◆ EXERCISE
Return only the number of lines in the material below holding the string "truck".

◆ DATA
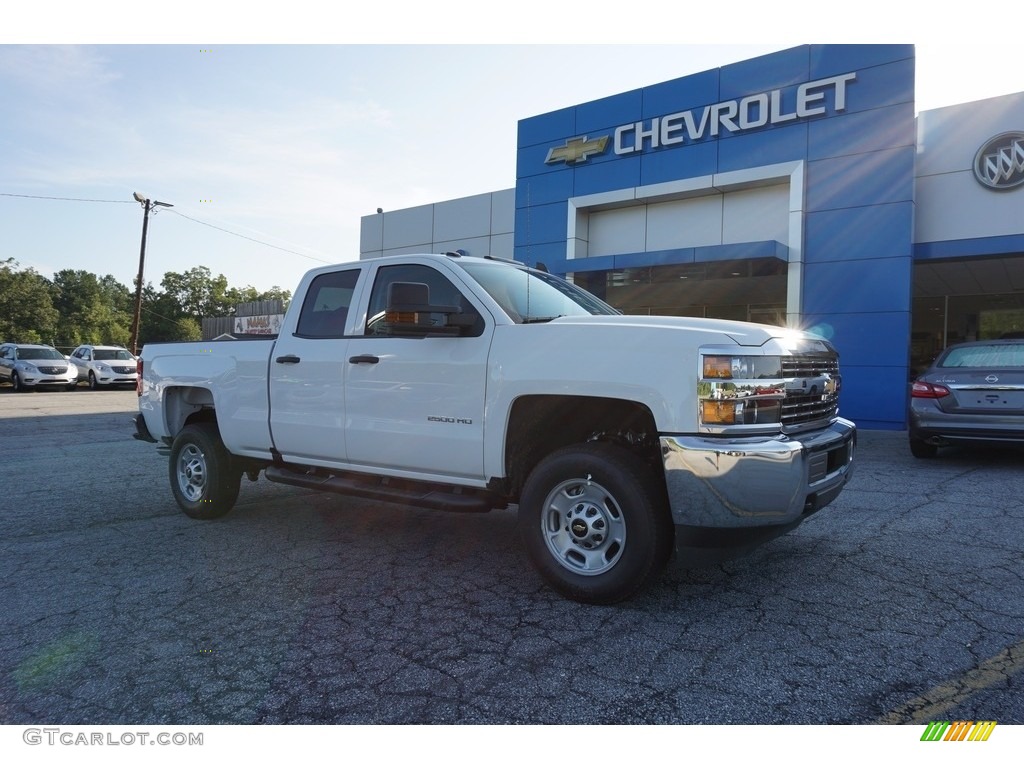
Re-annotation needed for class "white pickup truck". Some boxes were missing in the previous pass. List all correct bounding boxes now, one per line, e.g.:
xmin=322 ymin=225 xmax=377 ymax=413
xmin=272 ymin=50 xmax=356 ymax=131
xmin=133 ymin=252 xmax=855 ymax=603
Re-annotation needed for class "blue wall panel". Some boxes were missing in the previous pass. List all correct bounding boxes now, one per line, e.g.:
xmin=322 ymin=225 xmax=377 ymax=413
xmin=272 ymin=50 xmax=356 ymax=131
xmin=803 ymin=258 xmax=912 ymax=315
xmin=573 ymin=155 xmax=641 ymax=196
xmin=517 ymin=107 xmax=576 ymax=148
xmin=514 ymin=241 xmax=568 ymax=271
xmin=836 ymin=365 xmax=909 ymax=429
xmin=719 ymin=47 xmax=810 ymax=98
xmin=838 ymin=59 xmax=915 ymax=113
xmin=809 ymin=44 xmax=913 ymax=81
xmin=576 ymin=89 xmax=643 ymax=134
xmin=642 ymin=67 xmax=720 ymax=118
xmin=806 ymin=146 xmax=915 ymax=212
xmin=808 ymin=102 xmax=915 ymax=160
xmin=564 ymin=254 xmax=616 ymax=272
xmin=717 ymin=122 xmax=808 ymax=173
xmin=515 ymin=172 xmax=574 ymax=208
xmin=514 ymin=202 xmax=567 ymax=246
xmin=614 ymin=248 xmax=696 ymax=268
xmin=805 ymin=203 xmax=913 ymax=262
xmin=802 ymin=311 xmax=911 ymax=368
xmin=639 ymin=141 xmax=718 ymax=185
xmin=914 ymin=233 xmax=1024 ymax=260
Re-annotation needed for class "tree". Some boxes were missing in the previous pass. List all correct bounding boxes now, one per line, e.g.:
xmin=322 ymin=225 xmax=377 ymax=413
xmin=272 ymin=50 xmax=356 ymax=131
xmin=0 ymin=259 xmax=60 ymax=344
xmin=138 ymin=282 xmax=186 ymax=344
xmin=160 ymin=266 xmax=235 ymax=319
xmin=51 ymin=269 xmax=133 ymax=347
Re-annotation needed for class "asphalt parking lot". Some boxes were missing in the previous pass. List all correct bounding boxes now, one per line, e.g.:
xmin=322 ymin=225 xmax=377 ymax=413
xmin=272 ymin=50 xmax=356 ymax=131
xmin=0 ymin=388 xmax=1021 ymax=726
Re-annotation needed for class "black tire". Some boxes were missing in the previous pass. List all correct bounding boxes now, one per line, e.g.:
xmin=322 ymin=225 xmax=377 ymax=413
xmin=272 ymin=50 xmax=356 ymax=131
xmin=88 ymin=371 xmax=101 ymax=390
xmin=11 ymin=371 xmax=24 ymax=393
xmin=909 ymin=437 xmax=938 ymax=459
xmin=518 ymin=442 xmax=673 ymax=604
xmin=168 ymin=422 xmax=241 ymax=520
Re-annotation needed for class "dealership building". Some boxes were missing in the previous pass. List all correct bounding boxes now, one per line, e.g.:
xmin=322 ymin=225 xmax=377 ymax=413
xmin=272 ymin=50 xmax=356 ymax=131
xmin=359 ymin=44 xmax=1024 ymax=430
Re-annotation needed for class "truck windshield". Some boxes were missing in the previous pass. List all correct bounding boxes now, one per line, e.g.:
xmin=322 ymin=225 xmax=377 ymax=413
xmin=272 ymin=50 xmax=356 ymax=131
xmin=461 ymin=262 xmax=618 ymax=323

◆ ANSWER SPACE
2